### AUFGABENSTELLUNG
Schreiben Sie aus dem Text über die Seeschlacht von Lissa den Abschnitt von „Auf der Kommandobrücke“ bis „Er ist ausgelaufen.“ wortgetreu ab.

### TEXTAUSWAHL
########################################

Traditionstag der Melker Pioniere – die Seeschlacht von Lissa am 20. Juli 1866

Den Melker Pionieren ist erlassmäßig der 20. Juli 1866 als Traditionstag zugewiesen. Dabei wird dem grandiosen Sieg der Österreicher gegen die Italiener im Dritten italienischen Unabhängigkeitskrieg gedacht.

Das heurige Gedenken findet coronabedingt anders als bisher statt, es gibt keinen Traditionstag in gewohnter Form, vielmehr erinnern wir an dieser Stelle an das militärgeschichtlich relevante Ereignis vor mehr als 150 Jahren. Dazu bieten wir eine 1965 in „Bundesheer Illustrierte“ erschiene Darstellung der Schlacht eines uns unbekannten Autors.

Genießen sie die folgenden Zeilen:

Noch bevor es über den dalmatinischen Bergen hell wird, verlässt die österreichische Flotte den Hafen von Pola. Der Morgen des 20. Juli 1866 ist gezeichnet durch das, was man schlechthin ein Sauwetter nennt. Es regnet in Strömen, Stürme peitschen die See hoch und die Temperatur ist alles andere als sommerlich.

Auf der Kommandobrücke des Flaggschiffes „Erzherzog Ferdinand Max“ steht der Flottenkommandant  und denkt an den Befehl aus Wien. Eigentlich war es ein „Gummibefehl“ gewesen, der sich beliebig dehnen ließ: „Auf Allerhöchsten Befehl nach eigenem Ermessen handeln;  wegen Demonstration gegen Lissa nicht auslaufen.“ Nun, er hat nach eigenem Ermessen gehandelt. Er ist ausgelaufen.

Der Mann, der den ihm erteilten Befehl so auslegt, ist ganze 39 Jahre alt und bereits Konteradmiral. Er ist ein junger, modern denkender Flottenführer, hart, kühl überlegend, ein Mann, der nie die Ruhe verliert, aber auch in die Zukunft zu denken vermag.

Schon vor 16 Jahren hatte er Pläne ausgearbeitet, wie Österreich Kolonien in Afrika erwerben könnte. Die Pläne waren verworfen worden – und 30 Jahre später holten sich die Engländer, Franzosen und Deutschen diese Kolonien. Dann hatte er den Kauf der Insel Sokotora im Indischen Ozean  beantragt, weil sich die Insel als Flottenstützpunkt auf dem Weg nach Ostasien  vorzüglich eignete. Zehn Jahre danach besetzten die Engländer die Insel, ohne etwas zu bezahlen.

########################################

### AUSZÜGE DER EINTRÄGE
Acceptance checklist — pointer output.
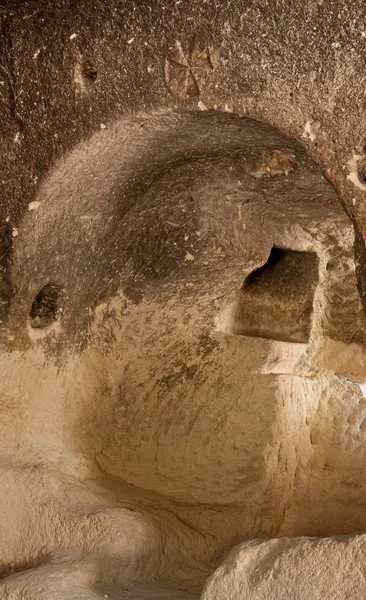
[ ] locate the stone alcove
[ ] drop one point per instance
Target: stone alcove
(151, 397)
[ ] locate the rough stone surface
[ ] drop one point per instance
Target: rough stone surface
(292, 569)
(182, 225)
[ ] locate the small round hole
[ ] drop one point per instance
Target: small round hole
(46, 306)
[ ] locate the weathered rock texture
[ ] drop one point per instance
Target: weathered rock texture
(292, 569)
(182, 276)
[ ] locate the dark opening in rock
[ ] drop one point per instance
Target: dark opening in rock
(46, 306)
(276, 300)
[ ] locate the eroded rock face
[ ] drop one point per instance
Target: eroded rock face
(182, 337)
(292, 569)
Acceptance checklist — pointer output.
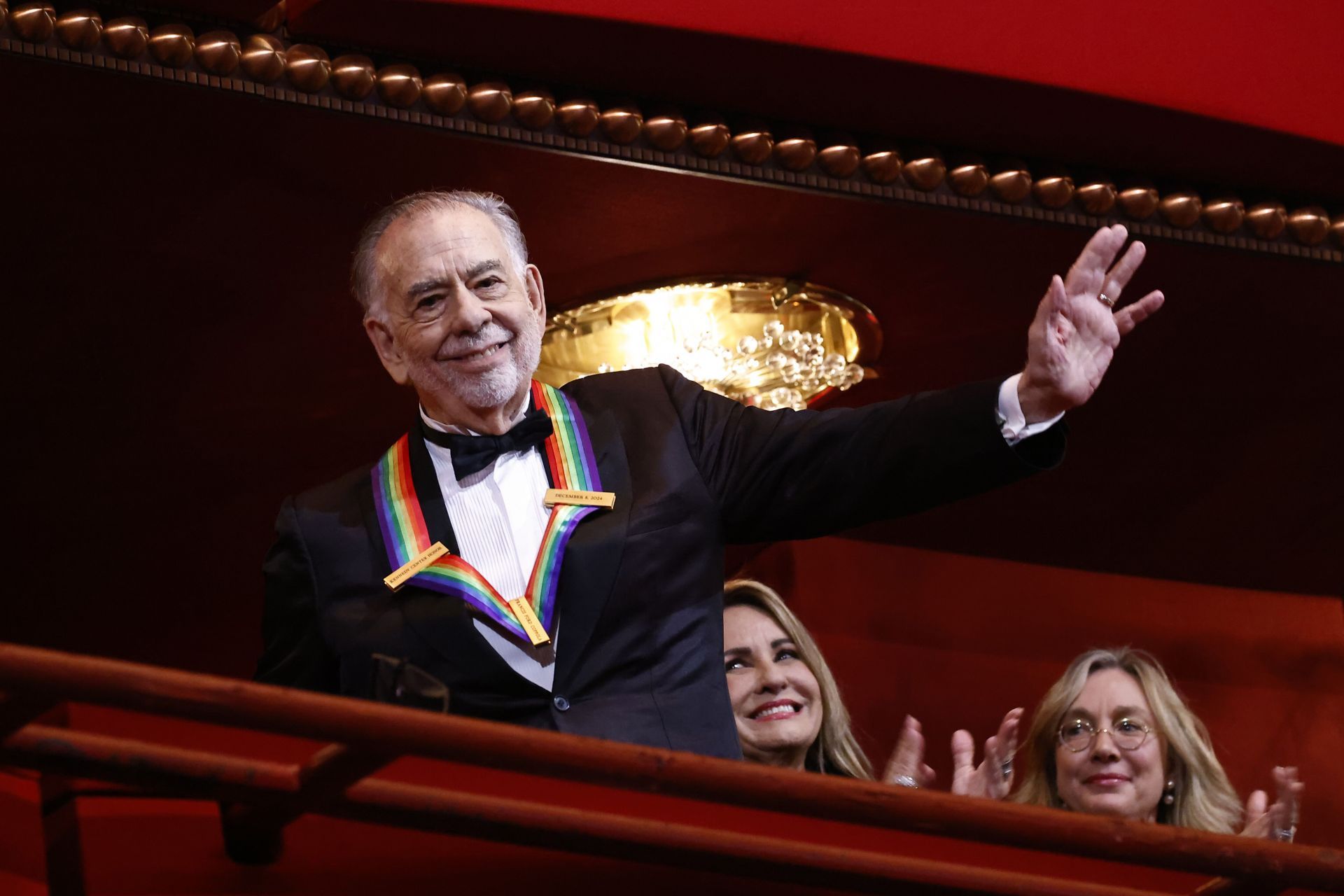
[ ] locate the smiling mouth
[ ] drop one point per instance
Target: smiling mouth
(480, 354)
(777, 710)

########################################

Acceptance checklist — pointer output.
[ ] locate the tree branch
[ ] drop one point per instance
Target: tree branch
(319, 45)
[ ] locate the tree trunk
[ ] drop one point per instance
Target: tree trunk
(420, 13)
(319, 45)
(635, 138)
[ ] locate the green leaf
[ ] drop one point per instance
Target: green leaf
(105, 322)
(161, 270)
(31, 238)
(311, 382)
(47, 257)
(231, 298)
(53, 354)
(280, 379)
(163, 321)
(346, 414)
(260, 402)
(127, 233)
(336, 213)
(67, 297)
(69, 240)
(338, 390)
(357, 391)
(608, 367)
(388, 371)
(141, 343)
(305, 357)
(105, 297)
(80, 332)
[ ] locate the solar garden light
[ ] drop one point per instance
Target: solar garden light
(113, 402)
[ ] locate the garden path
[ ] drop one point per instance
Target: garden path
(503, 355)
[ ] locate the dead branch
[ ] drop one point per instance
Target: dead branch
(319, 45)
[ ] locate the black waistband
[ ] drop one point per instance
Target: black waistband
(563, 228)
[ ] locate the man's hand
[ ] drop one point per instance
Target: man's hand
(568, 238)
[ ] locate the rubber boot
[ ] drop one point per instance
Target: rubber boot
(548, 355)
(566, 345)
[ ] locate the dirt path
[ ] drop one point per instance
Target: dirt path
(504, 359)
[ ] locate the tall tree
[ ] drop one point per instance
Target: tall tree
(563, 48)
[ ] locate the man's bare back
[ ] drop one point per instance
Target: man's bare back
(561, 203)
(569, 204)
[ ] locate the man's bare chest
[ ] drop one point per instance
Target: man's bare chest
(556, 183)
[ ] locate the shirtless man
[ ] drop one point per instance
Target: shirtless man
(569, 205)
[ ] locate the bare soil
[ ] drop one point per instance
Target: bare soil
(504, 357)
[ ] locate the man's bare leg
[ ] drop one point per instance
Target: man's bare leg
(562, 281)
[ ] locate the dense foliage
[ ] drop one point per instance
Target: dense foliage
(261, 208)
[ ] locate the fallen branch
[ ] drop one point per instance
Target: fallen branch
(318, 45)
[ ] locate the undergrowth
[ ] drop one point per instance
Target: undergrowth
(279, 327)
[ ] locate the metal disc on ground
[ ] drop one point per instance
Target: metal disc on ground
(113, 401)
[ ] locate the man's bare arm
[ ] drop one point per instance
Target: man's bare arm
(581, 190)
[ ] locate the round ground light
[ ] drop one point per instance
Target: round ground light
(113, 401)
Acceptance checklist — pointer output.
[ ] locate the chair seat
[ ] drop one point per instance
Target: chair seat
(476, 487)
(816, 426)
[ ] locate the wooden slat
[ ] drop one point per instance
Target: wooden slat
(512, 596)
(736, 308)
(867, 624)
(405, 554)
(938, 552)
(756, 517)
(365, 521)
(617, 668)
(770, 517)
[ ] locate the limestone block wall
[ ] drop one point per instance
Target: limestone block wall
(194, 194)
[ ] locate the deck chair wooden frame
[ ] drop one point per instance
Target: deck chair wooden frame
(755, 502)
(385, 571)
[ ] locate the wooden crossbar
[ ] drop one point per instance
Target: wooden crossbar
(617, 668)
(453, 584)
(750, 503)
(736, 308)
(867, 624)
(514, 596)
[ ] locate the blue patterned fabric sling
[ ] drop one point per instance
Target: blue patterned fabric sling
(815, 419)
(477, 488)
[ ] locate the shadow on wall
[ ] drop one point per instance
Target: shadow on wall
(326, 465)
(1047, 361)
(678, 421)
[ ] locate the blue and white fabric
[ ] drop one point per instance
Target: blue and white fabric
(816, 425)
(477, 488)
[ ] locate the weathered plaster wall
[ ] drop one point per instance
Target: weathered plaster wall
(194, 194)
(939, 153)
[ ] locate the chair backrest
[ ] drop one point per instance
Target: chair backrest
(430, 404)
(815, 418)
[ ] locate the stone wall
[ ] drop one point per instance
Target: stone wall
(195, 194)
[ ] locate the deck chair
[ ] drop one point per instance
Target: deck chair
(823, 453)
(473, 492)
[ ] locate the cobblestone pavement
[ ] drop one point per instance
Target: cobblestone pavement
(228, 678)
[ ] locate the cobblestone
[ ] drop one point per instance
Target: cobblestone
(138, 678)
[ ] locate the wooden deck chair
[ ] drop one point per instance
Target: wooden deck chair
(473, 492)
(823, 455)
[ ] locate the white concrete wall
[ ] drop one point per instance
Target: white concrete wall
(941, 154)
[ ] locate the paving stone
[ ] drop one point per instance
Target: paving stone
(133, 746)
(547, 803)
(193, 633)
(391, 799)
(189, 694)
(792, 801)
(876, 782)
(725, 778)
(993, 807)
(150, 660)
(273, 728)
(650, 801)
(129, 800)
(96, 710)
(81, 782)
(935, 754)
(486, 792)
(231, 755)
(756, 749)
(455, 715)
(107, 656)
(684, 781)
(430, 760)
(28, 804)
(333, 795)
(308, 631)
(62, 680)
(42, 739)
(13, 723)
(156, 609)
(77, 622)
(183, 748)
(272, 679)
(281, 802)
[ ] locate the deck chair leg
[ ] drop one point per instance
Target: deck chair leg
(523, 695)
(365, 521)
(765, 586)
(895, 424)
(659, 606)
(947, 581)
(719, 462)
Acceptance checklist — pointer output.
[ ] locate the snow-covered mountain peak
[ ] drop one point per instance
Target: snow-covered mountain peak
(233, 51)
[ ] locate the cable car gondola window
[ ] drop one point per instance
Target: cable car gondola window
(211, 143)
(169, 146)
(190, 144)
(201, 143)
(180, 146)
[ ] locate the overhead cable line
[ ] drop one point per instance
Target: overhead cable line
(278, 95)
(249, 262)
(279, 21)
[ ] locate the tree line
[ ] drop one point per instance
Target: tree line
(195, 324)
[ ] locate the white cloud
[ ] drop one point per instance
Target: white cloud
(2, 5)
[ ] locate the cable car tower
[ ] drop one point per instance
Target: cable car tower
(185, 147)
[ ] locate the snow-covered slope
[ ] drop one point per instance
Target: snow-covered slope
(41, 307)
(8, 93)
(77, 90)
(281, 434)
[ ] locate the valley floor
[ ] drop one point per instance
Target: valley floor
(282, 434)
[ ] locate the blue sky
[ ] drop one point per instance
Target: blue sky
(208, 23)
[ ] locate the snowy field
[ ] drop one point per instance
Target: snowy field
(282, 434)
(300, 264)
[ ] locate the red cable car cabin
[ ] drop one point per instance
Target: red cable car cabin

########################################

### ERGEBNIS DER ÜBUNG
Auf der Kommandobrücke des Flaggschiffes „Erzherzog Ferdinand Max“ steht der Flottenkommandant  und denkt an den Befehl aus Wien. Eigentlich war es ein „Gummibefehl“ gewesen, der sich beliebig dehnen ließ: „Auf Allerhöchsten Befehl nach eigenem Ermessen handeln;  wegen Demonstration gegen Lissa nicht auslaufen.“ Nun, er hat nach eigenem Ermessen gehandelt. Er ist ausgelaufen.